Stated task:
In the records below, locate the line containing "of the window"; output that line and every following line through the last, exactly.

Data supplied:

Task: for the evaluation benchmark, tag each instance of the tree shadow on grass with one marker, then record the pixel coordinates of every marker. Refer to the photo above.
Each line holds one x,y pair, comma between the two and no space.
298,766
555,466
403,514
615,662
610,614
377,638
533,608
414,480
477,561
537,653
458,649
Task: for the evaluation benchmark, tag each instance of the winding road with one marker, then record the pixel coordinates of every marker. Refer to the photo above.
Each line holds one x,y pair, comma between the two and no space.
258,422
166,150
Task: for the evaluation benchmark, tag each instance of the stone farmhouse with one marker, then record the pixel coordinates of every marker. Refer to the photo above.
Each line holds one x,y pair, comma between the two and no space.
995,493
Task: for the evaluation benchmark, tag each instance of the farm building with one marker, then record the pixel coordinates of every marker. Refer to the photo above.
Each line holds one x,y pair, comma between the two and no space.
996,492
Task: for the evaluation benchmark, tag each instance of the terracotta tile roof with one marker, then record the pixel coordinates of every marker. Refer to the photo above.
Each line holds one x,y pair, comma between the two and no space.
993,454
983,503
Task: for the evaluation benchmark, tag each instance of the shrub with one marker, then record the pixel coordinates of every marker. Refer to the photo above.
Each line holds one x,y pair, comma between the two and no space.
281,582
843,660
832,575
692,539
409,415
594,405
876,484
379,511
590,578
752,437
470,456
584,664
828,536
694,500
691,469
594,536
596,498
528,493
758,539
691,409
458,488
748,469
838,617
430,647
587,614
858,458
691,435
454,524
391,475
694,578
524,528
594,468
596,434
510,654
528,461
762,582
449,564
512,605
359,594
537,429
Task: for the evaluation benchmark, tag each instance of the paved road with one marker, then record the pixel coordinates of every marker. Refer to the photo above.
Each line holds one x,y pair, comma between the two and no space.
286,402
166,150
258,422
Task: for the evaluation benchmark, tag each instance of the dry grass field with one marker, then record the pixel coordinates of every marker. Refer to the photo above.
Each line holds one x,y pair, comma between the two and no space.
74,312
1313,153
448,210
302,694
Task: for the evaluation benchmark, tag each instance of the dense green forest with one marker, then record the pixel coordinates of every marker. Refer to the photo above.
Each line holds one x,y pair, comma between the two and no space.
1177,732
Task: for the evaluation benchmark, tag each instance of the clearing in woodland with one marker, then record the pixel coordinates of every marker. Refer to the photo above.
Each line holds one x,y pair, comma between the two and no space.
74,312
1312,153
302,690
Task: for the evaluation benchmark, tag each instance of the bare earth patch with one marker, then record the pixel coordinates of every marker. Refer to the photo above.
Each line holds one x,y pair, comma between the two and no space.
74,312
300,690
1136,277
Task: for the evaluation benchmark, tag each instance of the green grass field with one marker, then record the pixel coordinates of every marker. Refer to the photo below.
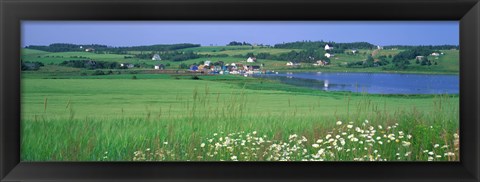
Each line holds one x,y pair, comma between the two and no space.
68,114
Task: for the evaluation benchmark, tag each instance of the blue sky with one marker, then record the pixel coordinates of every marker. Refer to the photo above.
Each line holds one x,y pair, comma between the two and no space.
132,33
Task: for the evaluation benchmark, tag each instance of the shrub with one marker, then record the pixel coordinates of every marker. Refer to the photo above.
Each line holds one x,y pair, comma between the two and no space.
98,72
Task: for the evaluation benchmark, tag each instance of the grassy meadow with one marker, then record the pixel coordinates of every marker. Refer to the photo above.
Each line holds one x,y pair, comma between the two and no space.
68,114
233,118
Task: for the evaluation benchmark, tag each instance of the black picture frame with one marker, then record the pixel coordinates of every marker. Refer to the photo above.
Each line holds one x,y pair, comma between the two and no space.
12,12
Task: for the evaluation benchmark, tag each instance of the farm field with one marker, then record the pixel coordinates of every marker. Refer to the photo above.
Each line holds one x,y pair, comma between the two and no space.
447,64
227,118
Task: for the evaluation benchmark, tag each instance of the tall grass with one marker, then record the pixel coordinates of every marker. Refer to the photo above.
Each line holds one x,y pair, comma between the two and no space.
218,128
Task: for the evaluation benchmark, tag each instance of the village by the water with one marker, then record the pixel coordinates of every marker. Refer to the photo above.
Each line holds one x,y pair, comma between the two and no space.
150,96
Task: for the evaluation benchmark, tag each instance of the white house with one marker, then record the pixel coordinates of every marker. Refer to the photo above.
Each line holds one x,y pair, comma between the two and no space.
420,58
251,60
328,55
328,47
156,57
207,63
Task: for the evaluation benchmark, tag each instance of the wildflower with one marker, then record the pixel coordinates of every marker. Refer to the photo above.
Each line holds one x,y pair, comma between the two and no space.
292,136
455,136
321,151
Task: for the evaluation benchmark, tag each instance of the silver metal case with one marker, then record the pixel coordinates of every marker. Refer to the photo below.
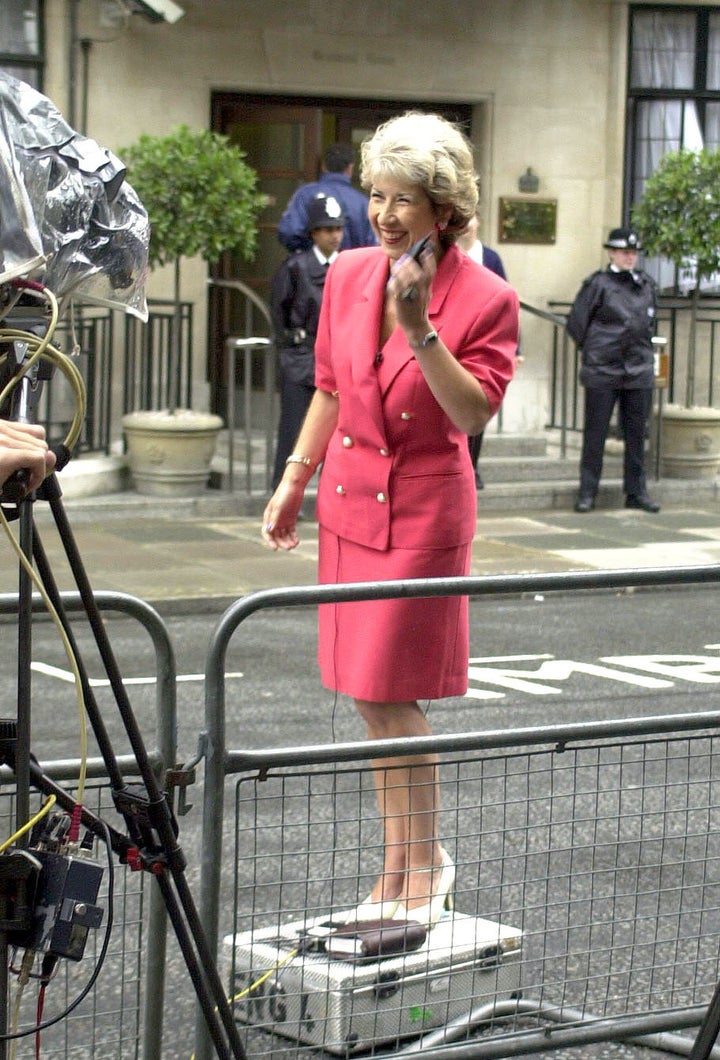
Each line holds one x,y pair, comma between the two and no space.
345,1007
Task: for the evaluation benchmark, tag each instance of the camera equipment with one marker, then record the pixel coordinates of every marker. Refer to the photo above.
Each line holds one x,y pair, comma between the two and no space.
67,213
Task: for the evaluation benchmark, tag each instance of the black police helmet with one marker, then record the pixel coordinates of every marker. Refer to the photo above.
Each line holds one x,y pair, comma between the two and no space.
622,239
325,211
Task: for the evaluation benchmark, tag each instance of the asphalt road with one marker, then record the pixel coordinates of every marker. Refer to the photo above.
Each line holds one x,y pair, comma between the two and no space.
536,663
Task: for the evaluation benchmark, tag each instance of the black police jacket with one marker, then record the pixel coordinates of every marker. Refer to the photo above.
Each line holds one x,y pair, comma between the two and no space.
295,308
613,319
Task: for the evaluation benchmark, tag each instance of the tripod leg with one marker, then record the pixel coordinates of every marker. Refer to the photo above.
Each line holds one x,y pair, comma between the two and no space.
709,1029
180,906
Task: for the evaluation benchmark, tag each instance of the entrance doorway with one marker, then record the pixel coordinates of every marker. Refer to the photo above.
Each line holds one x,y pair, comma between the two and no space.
283,139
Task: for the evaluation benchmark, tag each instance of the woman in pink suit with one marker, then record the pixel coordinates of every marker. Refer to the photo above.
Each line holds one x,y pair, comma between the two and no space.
411,356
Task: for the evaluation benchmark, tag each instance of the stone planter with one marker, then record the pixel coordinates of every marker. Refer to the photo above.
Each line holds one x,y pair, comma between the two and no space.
690,442
170,453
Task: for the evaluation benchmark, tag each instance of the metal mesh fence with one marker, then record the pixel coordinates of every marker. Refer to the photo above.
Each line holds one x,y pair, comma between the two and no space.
586,893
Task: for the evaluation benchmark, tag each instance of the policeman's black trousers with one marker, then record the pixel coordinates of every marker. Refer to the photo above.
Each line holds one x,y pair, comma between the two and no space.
295,399
634,410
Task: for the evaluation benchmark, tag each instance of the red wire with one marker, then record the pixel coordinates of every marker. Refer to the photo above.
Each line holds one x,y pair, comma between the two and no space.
40,1006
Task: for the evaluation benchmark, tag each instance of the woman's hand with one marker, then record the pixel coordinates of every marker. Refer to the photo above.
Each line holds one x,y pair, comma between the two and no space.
280,518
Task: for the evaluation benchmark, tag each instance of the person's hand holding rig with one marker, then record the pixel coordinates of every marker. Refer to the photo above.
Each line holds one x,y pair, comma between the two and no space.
22,446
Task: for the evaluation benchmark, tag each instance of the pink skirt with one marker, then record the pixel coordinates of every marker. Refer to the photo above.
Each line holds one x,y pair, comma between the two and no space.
392,651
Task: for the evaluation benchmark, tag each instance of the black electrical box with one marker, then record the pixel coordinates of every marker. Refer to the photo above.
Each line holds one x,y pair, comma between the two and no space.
65,910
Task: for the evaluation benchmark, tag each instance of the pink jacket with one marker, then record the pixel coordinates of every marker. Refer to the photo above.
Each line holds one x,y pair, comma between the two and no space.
397,471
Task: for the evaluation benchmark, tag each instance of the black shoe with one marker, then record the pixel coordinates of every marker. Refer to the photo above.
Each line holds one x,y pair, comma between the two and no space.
643,501
584,502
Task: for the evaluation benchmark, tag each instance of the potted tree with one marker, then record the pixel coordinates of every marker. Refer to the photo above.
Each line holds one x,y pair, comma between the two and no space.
679,218
202,199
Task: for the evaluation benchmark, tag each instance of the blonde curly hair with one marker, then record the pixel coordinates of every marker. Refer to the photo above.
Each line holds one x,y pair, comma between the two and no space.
427,151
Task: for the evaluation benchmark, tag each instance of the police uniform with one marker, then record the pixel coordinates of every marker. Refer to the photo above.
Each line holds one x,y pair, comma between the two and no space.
295,308
613,320
293,227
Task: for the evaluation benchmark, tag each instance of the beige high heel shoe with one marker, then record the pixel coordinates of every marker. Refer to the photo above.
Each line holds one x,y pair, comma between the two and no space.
441,900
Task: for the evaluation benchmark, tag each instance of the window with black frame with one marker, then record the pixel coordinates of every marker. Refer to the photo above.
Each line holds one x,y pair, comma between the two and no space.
673,95
21,40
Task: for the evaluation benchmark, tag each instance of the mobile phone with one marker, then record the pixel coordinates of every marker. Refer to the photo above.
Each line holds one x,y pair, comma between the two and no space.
416,250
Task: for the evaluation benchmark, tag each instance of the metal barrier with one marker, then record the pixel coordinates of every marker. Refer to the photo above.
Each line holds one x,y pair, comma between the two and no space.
122,1017
597,842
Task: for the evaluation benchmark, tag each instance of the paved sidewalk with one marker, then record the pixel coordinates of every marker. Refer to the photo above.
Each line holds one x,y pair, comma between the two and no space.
187,554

Output for this task:
Task: for the evaluation benchmark, tag each instance of the window with black frame with one marker, then record the pixel coordinates of every marker. Refer to the photo above.
Each line holds one x,y pair, comma between the two and no space.
673,95
21,40
Task: for the evaluation benchmark, tag each instance of the mobile phone with one marker, then record the pixel coordinates of every marker. Refer to the photo above.
Each line holds one x,y pair, comma between the two and no space.
416,250
Task: for the evaluation benchmark, tag each instance of the metal barrier with one marker, then record the pixel coordinates of every marker. Refer to the photo above.
Each line holds one x,y pair, comma between the two and no space.
122,1017
597,842
Task: for the evaluation benchmark, tag each instance of the paved sidewalk with one marker, then record the pixel coordinates of every marker. Refer to the photo above.
Each line holds one x,y pair, comma between the two and no space.
187,554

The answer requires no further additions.